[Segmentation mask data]
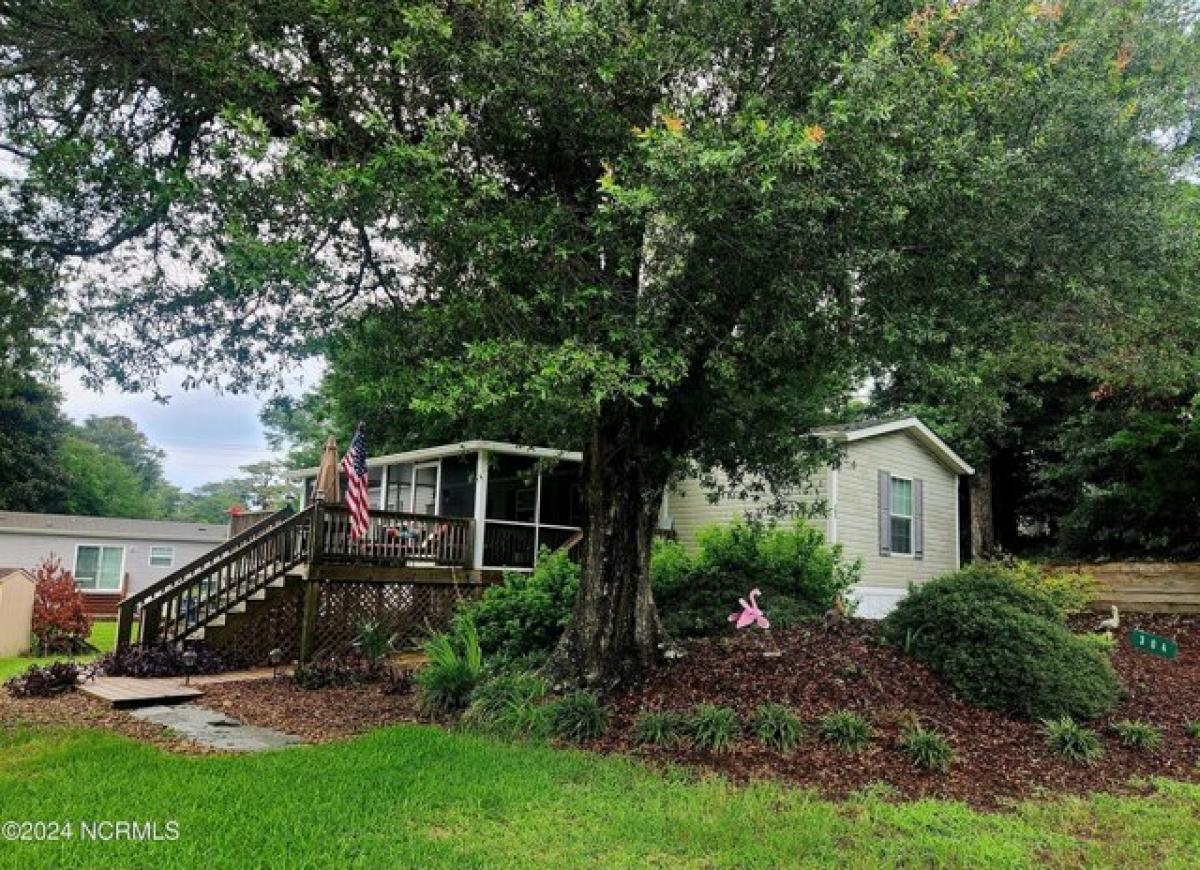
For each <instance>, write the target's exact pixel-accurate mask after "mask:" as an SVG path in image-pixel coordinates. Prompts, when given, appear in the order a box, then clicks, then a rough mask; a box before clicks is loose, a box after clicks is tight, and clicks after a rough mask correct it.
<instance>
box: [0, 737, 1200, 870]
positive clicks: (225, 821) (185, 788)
mask: <svg viewBox="0 0 1200 870" xmlns="http://www.w3.org/2000/svg"><path fill="white" fill-rule="evenodd" d="M1198 814H1200V788H1198V787H1192V786H1183V785H1176V784H1163V785H1160V786H1159V788H1158V791H1157V792H1156V794H1154V796H1152V797H1148V798H1111V797H1094V798H1091V799H1087V800H1084V799H1074V798H1058V799H1055V800H1052V802H1046V803H1040V804H1039V803H1031V804H1025V805H1021V806H1020V808H1018V809H1016V810H1014V811H1012V812H1008V814H979V812H973V811H971V810H968V809H966V808H964V806H961V805H959V804H950V803H940V802H924V803H901V804H889V803H884V802H881V800H877V799H874V798H863V799H859V800H851V802H845V803H832V802H826V800H820V799H817V798H815V797H812V796H811V794H809V793H805V792H799V791H793V790H787V788H784V787H779V786H768V785H763V786H756V787H752V788H737V787H732V786H728V785H726V784H724V782H722V781H720V780H714V779H708V780H701V781H696V780H694V779H691V778H689V776H685V775H683V774H672V775H661V774H656V773H654V772H650V770H648V769H644V768H642V767H640V766H638V764H636V763H632V762H629V761H625V760H620V758H605V757H599V756H592V755H586V754H582V752H572V751H563V750H554V749H550V748H546V746H538V745H510V744H504V743H499V742H496V740H492V739H490V738H485V737H475V736H472V734H464V733H452V732H444V731H440V730H437V728H431V727H418V726H403V727H395V728H388V730H383V731H378V732H374V733H372V734H370V736H366V737H364V738H359V739H356V740H353V742H349V743H342V744H326V745H322V746H306V748H301V749H292V750H283V751H277V752H270V754H264V755H257V756H250V757H228V756H226V757H220V756H218V757H193V756H180V755H168V754H166V752H163V751H160V750H157V749H154V748H151V746H148V745H142V744H138V743H134V742H132V740H128V739H125V738H120V737H115V736H110V734H106V733H101V732H79V731H74V732H72V731H40V732H30V731H18V732H13V731H10V732H7V733H4V732H0V821H2V820H31V821H37V820H42V821H70V822H72V824H73V828H74V839H72V840H71V841H67V842H55V844H47V842H7V844H6V842H2V841H0V866H6V868H22V869H24V868H31V866H89V868H91V866H121V868H132V866H148V868H151V866H197V868H223V866H230V868H233V866H246V865H253V866H289V868H292V866H370V868H374V866H414V865H420V866H455V868H462V866H486V868H494V866H554V868H562V866H578V865H604V866H697V868H700V866H794V865H812V866H830V865H835V864H839V865H847V866H863V868H866V866H880V865H884V866H886V865H920V866H960V865H986V866H1033V865H1046V864H1058V865H1070V866H1078V865H1080V864H1088V865H1122V866H1163V865H1172V864H1174V865H1177V866H1186V865H1188V864H1189V863H1190V862H1192V860H1193V859H1194V858H1195V857H1196V856H1198V854H1200V822H1198V817H1200V816H1198ZM118 820H121V821H137V822H157V824H158V828H160V830H161V832H166V829H167V828H166V826H167V823H168V822H175V823H178V826H179V839H178V841H174V842H170V841H164V842H128V841H125V842H95V841H88V842H85V841H83V840H80V838H79V830H80V828H79V822H80V821H94V822H95V821H118Z"/></svg>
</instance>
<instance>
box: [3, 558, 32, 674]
mask: <svg viewBox="0 0 1200 870" xmlns="http://www.w3.org/2000/svg"><path fill="white" fill-rule="evenodd" d="M32 622H34V580H32V577H30V576H29V575H26V574H24V572H23V571H11V572H10V571H6V570H0V656H8V655H24V654H25V653H28V652H29V632H30V628H31V625H32Z"/></svg>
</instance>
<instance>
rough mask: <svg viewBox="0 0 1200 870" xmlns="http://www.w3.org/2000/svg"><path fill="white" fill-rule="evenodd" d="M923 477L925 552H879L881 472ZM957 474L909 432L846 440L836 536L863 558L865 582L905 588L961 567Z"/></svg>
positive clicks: (837, 512)
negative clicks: (960, 560)
mask: <svg viewBox="0 0 1200 870" xmlns="http://www.w3.org/2000/svg"><path fill="white" fill-rule="evenodd" d="M881 469H882V470H887V472H890V473H893V474H898V475H900V476H905V478H917V479H920V480H922V481H924V500H925V553H924V558H923V559H914V558H912V557H910V556H880V526H878V473H880V470H881ZM956 508H958V475H956V474H955V473H954V472H952V470H949V469H948V468H947V467H946V466H944V464H942V463H941V462H940V461H938V460H937V458H936V457H935V456H934V454H932V452H930V450H929V449H928V448H925V446H924V445H923V444H922V443H920V442H919V440H917V438H916V437H913V436H912V434H910V433H908V432H904V431H900V432H890V433H888V434H881V436H876V437H874V438H864V439H863V440H859V442H851V443H850V444H847V445H846V456H845V458H844V460H842V464H841V467H840V468H839V469H838V498H836V506H835V508H834V515H835V517H836V539H838V541H839V542H841V544H842V546H844V547H845V550H846V554H847V556H850V557H852V558H853V557H858V558H862V559H863V581H862V583H863V586H870V587H893V588H905V587H907V586H908V583H912V582H918V583H919V582H923V581H926V580H930V578H932V577H936V576H937V575H940V574H946V572H947V571H953V570H955V569H956V568H958V535H959V530H958V512H956Z"/></svg>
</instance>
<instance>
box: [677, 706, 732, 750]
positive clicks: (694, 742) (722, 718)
mask: <svg viewBox="0 0 1200 870" xmlns="http://www.w3.org/2000/svg"><path fill="white" fill-rule="evenodd" d="M688 730H689V732H690V734H691V745H694V746H695V748H696V749H707V750H709V751H710V752H724V751H725V750H727V749H728V748H730V746H732V745H733V742H734V740H736V739H737V736H738V714H737V713H736V712H734V710H732V709H730V708H728V707H718V706H716V704H700V706H698V707H696V709H694V710H692V713H691V720H690V722H689V728H688Z"/></svg>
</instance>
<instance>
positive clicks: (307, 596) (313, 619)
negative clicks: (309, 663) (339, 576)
mask: <svg viewBox="0 0 1200 870" xmlns="http://www.w3.org/2000/svg"><path fill="white" fill-rule="evenodd" d="M319 611H320V581H318V580H313V578H311V577H310V578H306V580H305V582H304V610H302V612H301V617H300V661H310V660H312V654H313V652H314V649H316V647H317V616H318V613H319Z"/></svg>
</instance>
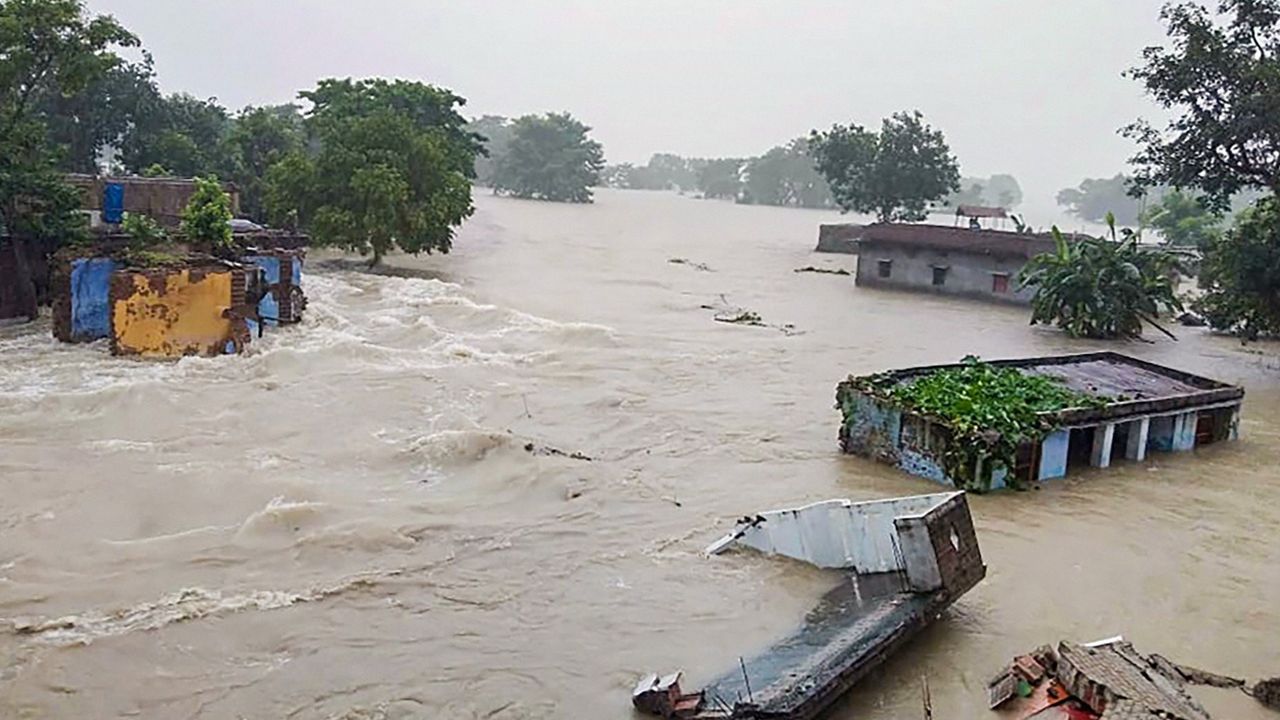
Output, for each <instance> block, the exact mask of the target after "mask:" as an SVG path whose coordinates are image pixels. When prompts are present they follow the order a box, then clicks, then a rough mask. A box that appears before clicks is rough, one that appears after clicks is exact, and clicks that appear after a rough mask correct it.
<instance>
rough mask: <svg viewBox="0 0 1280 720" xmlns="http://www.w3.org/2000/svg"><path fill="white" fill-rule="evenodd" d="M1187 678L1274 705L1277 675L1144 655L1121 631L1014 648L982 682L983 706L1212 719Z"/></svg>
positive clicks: (1030, 709)
mask: <svg viewBox="0 0 1280 720" xmlns="http://www.w3.org/2000/svg"><path fill="white" fill-rule="evenodd" d="M1188 685H1210V687H1216V688H1239V689H1242V691H1244V692H1245V693H1247V694H1251V696H1253V697H1254V698H1257V701H1258V702H1261V703H1263V705H1266V706H1267V707H1272V708H1280V702H1277V700H1280V697H1277V694H1276V691H1277V689H1280V678H1274V679H1271V680H1263V682H1260V683H1257V684H1253V685H1249V684H1248V683H1247V682H1245V680H1243V679H1239V678H1230V676H1226V675H1219V674H1216V673H1208V671H1206V670H1198V669H1196V667H1188V666H1184V665H1178V664H1176V662H1171V661H1170V660H1167V659H1165V657H1162V656H1160V655H1142V653H1140V652H1138V651H1137V650H1134V647H1133V644H1130V643H1128V642H1125V641H1124V638H1123V637H1114V638H1107V639H1103V641H1097V642H1092V643H1085V644H1075V643H1070V642H1061V643H1059V646H1057V651H1053V650H1052V648H1051V647H1048V646H1042V647H1039V648H1037V650H1034V651H1032V652H1030V653H1027V655H1020V656H1018V657H1015V659H1014V660H1012V662H1010V665H1009V667H1006V669H1005V670H1004V671H1002V673H1001V674H1000V675H996V676H995V678H993V679H992V680H991V683H988V685H987V692H988V706H989V707H991V708H992V710H996V708H1002V710H1010V711H1012V712H1014V714H1015V716H1016V717H1044V719H1048V717H1062V719H1076V720H1110V719H1116V720H1119V719H1121V717H1123V719H1134V720H1138V719H1146V717H1149V719H1151V720H1156V719H1157V717H1158V719H1164V720H1210V715H1208V711H1206V710H1204V708H1203V707H1202V706H1201V705H1199V702H1197V701H1196V698H1193V697H1192V696H1190V693H1189V692H1188V691H1187V687H1188Z"/></svg>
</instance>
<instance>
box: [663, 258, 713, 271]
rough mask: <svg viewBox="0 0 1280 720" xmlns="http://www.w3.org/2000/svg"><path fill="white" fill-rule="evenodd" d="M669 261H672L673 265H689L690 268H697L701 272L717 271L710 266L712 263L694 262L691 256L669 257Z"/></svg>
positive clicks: (692, 268)
mask: <svg viewBox="0 0 1280 720" xmlns="http://www.w3.org/2000/svg"><path fill="white" fill-rule="evenodd" d="M667 261H668V263H671V264H672V265H689V266H690V268H692V269H695V270H698V272H700V273H714V272H716V270H713V269H712V268H710V265H708V264H705V263H694V261H692V260H690V259H689V258H672V259H669V260H667Z"/></svg>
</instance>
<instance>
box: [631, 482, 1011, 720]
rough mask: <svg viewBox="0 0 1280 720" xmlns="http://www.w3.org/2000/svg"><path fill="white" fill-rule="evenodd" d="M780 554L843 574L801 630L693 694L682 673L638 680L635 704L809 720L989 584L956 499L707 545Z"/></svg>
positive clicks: (708, 712) (899, 501)
mask: <svg viewBox="0 0 1280 720" xmlns="http://www.w3.org/2000/svg"><path fill="white" fill-rule="evenodd" d="M735 544H739V546H744V547H750V548H754V550H758V551H762V552H769V553H777V555H782V556H786V557H791V559H795V560H800V561H804V562H809V564H813V565H817V566H819V568H831V569H841V570H844V571H846V573H849V577H847V579H846V580H847V582H842V583H841V584H840V585H838V587H837V588H836V589H833V591H832V592H829V593H828V594H827V596H826V597H824V598H823V601H822V602H820V603H819V606H818V607H815V609H814V610H813V611H810V612H809V615H808V616H806V618H805V621H804V624H801V625H800V626H799V628H796V629H795V630H794V632H792V633H790V634H788V635H786V637H785V638H782V639H780V641H778V642H776V643H773V644H772V646H769V647H768V648H765V650H763V651H762V652H760V653H758V655H755V656H754V657H750V659H740V660H739V661H737V662H732V664H731V667H730V669H728V670H727V671H726V673H724V674H723V675H721V676H718V678H716V679H713V680H712V682H709V683H707V684H705V685H704V689H701V691H699V692H695V693H685V692H684V691H682V689H681V688H680V679H681V674H680V673H672V674H669V675H664V676H659V675H657V674H654V675H649V676H646V678H644V679H641V680H640V683H639V684H637V685H636V688H635V691H634V692H632V703H634V705H635V706H636V707H637V708H639V710H641V711H645V712H649V714H652V715H659V716H662V717H680V719H696V720H713V719H716V720H745V719H749V717H772V719H776V720H810V719H813V717H817V716H818V715H819V714H820V712H822V711H823V710H826V708H827V707H829V706H831V703H833V702H835V701H836V700H838V698H840V696H842V694H844V693H845V692H847V691H849V689H850V688H851V687H854V684H855V683H858V682H859V680H860V679H861V678H864V676H865V675H867V674H868V673H870V671H872V670H874V669H876V667H878V666H879V665H881V664H882V662H883V661H884V660H886V659H887V657H888V656H890V655H891V653H893V652H895V651H897V650H899V648H900V647H902V644H905V643H906V642H908V641H909V639H910V638H911V637H914V635H915V634H918V633H919V632H920V630H923V629H924V628H927V626H928V625H929V624H931V623H933V621H934V620H936V619H937V618H938V616H940V614H941V612H942V610H943V609H946V607H947V606H950V605H951V603H954V602H955V601H956V598H959V597H960V596H961V594H964V593H965V592H968V591H969V589H970V588H972V587H974V585H975V584H977V583H978V582H980V580H982V579H983V577H986V573H987V568H986V565H984V564H983V560H982V552H980V550H979V548H978V538H977V536H975V533H974V528H973V518H972V516H970V515H969V505H968V501H966V500H965V495H964V493H963V492H946V493H934V495H923V496H914V497H899V498H891V500H878V501H870V502H851V501H847V500H828V501H826V502H817V503H813V505H806V506H804V507H796V509H787V510H771V511H765V512H759V514H755V515H751V516H748V518H744V519H742V520H740V521H739V524H737V527H736V528H735V530H733V532H732V533H730V534H727V536H724V537H723V538H721V539H719V541H717V542H714V543H713V544H712V546H710V547H708V548H707V552H708V553H710V555H714V553H718V552H722V551H723V550H726V548H728V547H730V546H735Z"/></svg>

Task description: Quote the material word for word from its first line through the line containing "positive clicks: (225, 821) (185, 788)", including both ends. Omit the pictures from your answer.

Task solution:
For each <instance>, write the target's exact pixel-accurate mask after "mask:" as an SVG path in image-pixel coordinates. Prompts, when given, appear in the order a box, then clicks, then a rough mask; a box before clicks is loose, a box after clicks is tight, and clicks after a rough mask correct it.
<instance>
box: [0, 737, 1200, 870]
positive clicks: (225, 821) (185, 788)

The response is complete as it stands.